Convert the records from the line with "target: blurred green background" through the end of the records into a two-column CSV with the columns input and output. Make one row per entry, holding its text and its answer, each in a single quoted field with line breaks replaced by spaces, and leave out the pictures.

## start Records shown

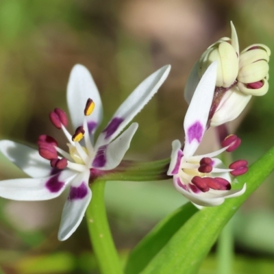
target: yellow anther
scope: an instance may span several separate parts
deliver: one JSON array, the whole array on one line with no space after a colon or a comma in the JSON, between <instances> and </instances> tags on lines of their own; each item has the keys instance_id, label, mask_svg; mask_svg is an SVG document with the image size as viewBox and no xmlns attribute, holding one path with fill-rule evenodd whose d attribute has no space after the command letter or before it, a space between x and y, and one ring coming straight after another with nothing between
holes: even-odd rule
<instances>
[{"instance_id":1,"label":"yellow anther","mask_svg":"<svg viewBox=\"0 0 274 274\"><path fill-rule=\"evenodd\" d=\"M86 101L86 104L85 110L84 112L84 114L86 116L90 115L92 113L95 108L95 102L91 99L90 98L88 99L88 101Z\"/></svg>"},{"instance_id":2,"label":"yellow anther","mask_svg":"<svg viewBox=\"0 0 274 274\"><path fill-rule=\"evenodd\" d=\"M83 127L77 127L75 130L75 133L73 136L73 141L79 142L83 138L84 134L85 131L84 130Z\"/></svg>"}]
</instances>

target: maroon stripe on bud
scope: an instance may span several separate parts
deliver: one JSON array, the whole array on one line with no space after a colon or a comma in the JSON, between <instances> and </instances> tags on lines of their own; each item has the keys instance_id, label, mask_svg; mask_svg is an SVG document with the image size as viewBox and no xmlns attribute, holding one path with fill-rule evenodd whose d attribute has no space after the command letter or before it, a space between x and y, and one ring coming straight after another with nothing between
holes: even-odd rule
<instances>
[{"instance_id":1,"label":"maroon stripe on bud","mask_svg":"<svg viewBox=\"0 0 274 274\"><path fill-rule=\"evenodd\" d=\"M210 166L210 164L203 164L198 168L198 171L203 173L209 173L212 171L212 166Z\"/></svg>"},{"instance_id":2,"label":"maroon stripe on bud","mask_svg":"<svg viewBox=\"0 0 274 274\"><path fill-rule=\"evenodd\" d=\"M230 171L230 174L233 176L239 176L246 173L248 171L247 164L248 162L245 160L238 160L230 164L229 168L234 169L234 171Z\"/></svg>"},{"instance_id":3,"label":"maroon stripe on bud","mask_svg":"<svg viewBox=\"0 0 274 274\"><path fill-rule=\"evenodd\" d=\"M225 190L229 190L231 189L231 184L227 179L221 177L216 177L214 179L225 188Z\"/></svg>"},{"instance_id":4,"label":"maroon stripe on bud","mask_svg":"<svg viewBox=\"0 0 274 274\"><path fill-rule=\"evenodd\" d=\"M191 182L199 189L200 189L203 192L206 192L210 190L210 188L207 185L206 182L205 182L201 177L193 177Z\"/></svg>"},{"instance_id":5,"label":"maroon stripe on bud","mask_svg":"<svg viewBox=\"0 0 274 274\"><path fill-rule=\"evenodd\" d=\"M227 152L231 152L238 149L240 142L240 139L236 135L231 134L225 138L221 145L223 147L229 146L226 151Z\"/></svg>"},{"instance_id":6,"label":"maroon stripe on bud","mask_svg":"<svg viewBox=\"0 0 274 274\"><path fill-rule=\"evenodd\" d=\"M49 113L49 119L53 125L60 129L62 125L66 127L68 125L68 119L66 113L60 108L55 108Z\"/></svg>"},{"instance_id":7,"label":"maroon stripe on bud","mask_svg":"<svg viewBox=\"0 0 274 274\"><path fill-rule=\"evenodd\" d=\"M242 175L242 174L246 173L248 171L247 166L242 166L239 169L234 169L232 171L230 171L230 174L233 176L240 176Z\"/></svg>"},{"instance_id":8,"label":"maroon stripe on bud","mask_svg":"<svg viewBox=\"0 0 274 274\"><path fill-rule=\"evenodd\" d=\"M38 151L40 156L47 160L58 158L56 149L51 144L42 142L39 145Z\"/></svg>"},{"instance_id":9,"label":"maroon stripe on bud","mask_svg":"<svg viewBox=\"0 0 274 274\"><path fill-rule=\"evenodd\" d=\"M247 88L250 88L252 90L257 90L258 88L261 88L262 86L264 86L264 83L262 81L255 82L253 83L249 83L246 84Z\"/></svg>"},{"instance_id":10,"label":"maroon stripe on bud","mask_svg":"<svg viewBox=\"0 0 274 274\"><path fill-rule=\"evenodd\" d=\"M68 160L66 158L55 158L51 160L51 167L56 168L58 169L64 169L68 165Z\"/></svg>"},{"instance_id":11,"label":"maroon stripe on bud","mask_svg":"<svg viewBox=\"0 0 274 274\"><path fill-rule=\"evenodd\" d=\"M247 49L247 51L251 51L252 49L260 49L260 47L258 46L254 46L254 47L251 47L250 49Z\"/></svg>"},{"instance_id":12,"label":"maroon stripe on bud","mask_svg":"<svg viewBox=\"0 0 274 274\"><path fill-rule=\"evenodd\" d=\"M209 157L204 157L201 159L200 164L210 164L212 160Z\"/></svg>"},{"instance_id":13,"label":"maroon stripe on bud","mask_svg":"<svg viewBox=\"0 0 274 274\"><path fill-rule=\"evenodd\" d=\"M52 145L53 146L58 147L58 143L54 138L49 136L47 135L40 135L38 138L38 140L37 141L37 144L38 145L41 145L43 142L47 142L48 144Z\"/></svg>"}]
</instances>

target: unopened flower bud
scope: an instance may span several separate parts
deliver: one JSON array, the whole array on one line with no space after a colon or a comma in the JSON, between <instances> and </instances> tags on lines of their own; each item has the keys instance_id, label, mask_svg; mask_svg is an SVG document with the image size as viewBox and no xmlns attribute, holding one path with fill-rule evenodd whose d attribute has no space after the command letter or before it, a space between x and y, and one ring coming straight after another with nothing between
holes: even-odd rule
<instances>
[{"instance_id":1,"label":"unopened flower bud","mask_svg":"<svg viewBox=\"0 0 274 274\"><path fill-rule=\"evenodd\" d=\"M201 78L208 66L218 62L216 86L229 88L235 82L238 71L238 43L232 23L232 38L224 37L212 45L203 53L199 60L199 75Z\"/></svg>"},{"instance_id":2,"label":"unopened flower bud","mask_svg":"<svg viewBox=\"0 0 274 274\"><path fill-rule=\"evenodd\" d=\"M251 45L240 53L237 80L242 92L255 96L267 92L270 55L269 48L262 44Z\"/></svg>"}]
</instances>

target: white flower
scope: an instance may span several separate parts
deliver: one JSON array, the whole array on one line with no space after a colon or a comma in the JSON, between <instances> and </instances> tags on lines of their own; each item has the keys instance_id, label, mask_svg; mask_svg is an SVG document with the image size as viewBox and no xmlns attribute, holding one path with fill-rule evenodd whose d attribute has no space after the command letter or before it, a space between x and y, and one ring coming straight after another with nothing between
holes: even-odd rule
<instances>
[{"instance_id":1,"label":"white flower","mask_svg":"<svg viewBox=\"0 0 274 274\"><path fill-rule=\"evenodd\" d=\"M234 175L247 171L247 162L236 161L225 169L215 157L227 150L238 147L240 140L235 135L229 136L223 142L223 149L202 155L193 155L207 129L208 114L213 99L216 77L217 63L213 62L203 74L193 95L184 122L185 142L182 150L181 142L172 143L169 175L173 176L175 188L200 208L221 204L225 198L239 196L245 191L231 190L229 172Z\"/></svg>"},{"instance_id":2,"label":"white flower","mask_svg":"<svg viewBox=\"0 0 274 274\"><path fill-rule=\"evenodd\" d=\"M39 138L39 151L12 141L0 141L3 154L33 178L0 182L0 196L21 201L47 200L59 196L70 186L58 232L59 240L67 239L81 223L90 201L90 175L112 170L120 164L138 124L132 123L119 134L157 92L170 68L165 66L143 81L117 110L93 145L95 132L102 119L101 98L88 71L82 65L75 66L67 89L75 130L73 136L66 129L64 112L56 108L50 114L51 122L68 139L69 153L45 135ZM84 142L80 145L82 138Z\"/></svg>"}]
</instances>

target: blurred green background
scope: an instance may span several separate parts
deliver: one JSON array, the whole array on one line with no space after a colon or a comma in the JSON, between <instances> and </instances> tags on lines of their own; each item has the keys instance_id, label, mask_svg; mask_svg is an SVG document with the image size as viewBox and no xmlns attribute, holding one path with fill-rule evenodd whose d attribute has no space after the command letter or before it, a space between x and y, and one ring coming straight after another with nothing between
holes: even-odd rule
<instances>
[{"instance_id":1,"label":"blurred green background","mask_svg":"<svg viewBox=\"0 0 274 274\"><path fill-rule=\"evenodd\" d=\"M126 155L140 160L169 157L172 140L184 140L183 90L194 62L212 42L230 36L231 20L241 49L260 42L274 52L273 14L271 0L0 0L1 138L35 147L39 135L47 134L65 147L48 114L55 107L67 110L66 88L75 64L86 66L93 75L105 125L142 79L171 64L168 79L135 119L140 127ZM229 125L242 140L235 159L251 163L274 144L273 63L271 59L267 95L254 98ZM208 152L216 148L214 132L208 135L201 148ZM25 175L1 155L0 177ZM235 273L274 273L273 193L272 177L233 220ZM65 199L66 194L41 202L0 199L4 273L98 273L85 220L68 240L57 240ZM105 201L123 259L158 221L186 202L171 181L110 182ZM215 269L213 249L201 274Z\"/></svg>"}]
</instances>

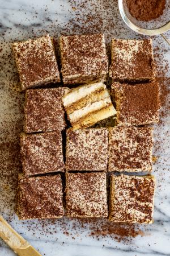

## end Records shown

§ **Task response**:
input,output
"target: blurred green background scope: an instance may span several separate parts deliver: one JSON array, the whole array on one line with no space after a colon or a comma in the JSON, between <instances> and </instances> tags on lines of their own; each item has the keys instance_id, label, mask_svg; mask_svg is an SVG document with the image size as viewBox and no xmlns attribute, holding one path with fill-rule evenodd whose d attribute has no space after the command letter or before it, a space between x and y, and one ring coming straight after another with nothing between holes: even-odd rule","<instances> [{""instance_id"":1,""label"":""blurred green background"",""mask_svg"":""<svg viewBox=\""0 0 274 274\""><path fill-rule=\""evenodd\"" d=\""M126 155L140 160L169 157L172 140L184 140L183 90L194 62L212 42L230 36L231 20L241 49L260 42L274 52L273 14L271 0L0 0L1 138L35 147L39 135L47 134L65 147L48 114L55 107L67 110L66 88L75 64L86 66L93 75L105 125L142 79L171 64L168 79L135 119L140 127ZM229 125L242 140L235 159L251 163L274 144L273 63L271 59L267 95L254 98ZM208 152L216 148L214 132L208 135L201 148ZM25 175L1 155L0 177ZM235 273L274 273L273 193L272 177L233 220ZM65 199L66 194L41 202L0 199L4 273L98 273L85 220L68 240L57 240ZM105 201L123 259L158 221L186 202L171 181L110 182ZM215 269L213 249L201 274Z\""/></svg>""}] </instances>"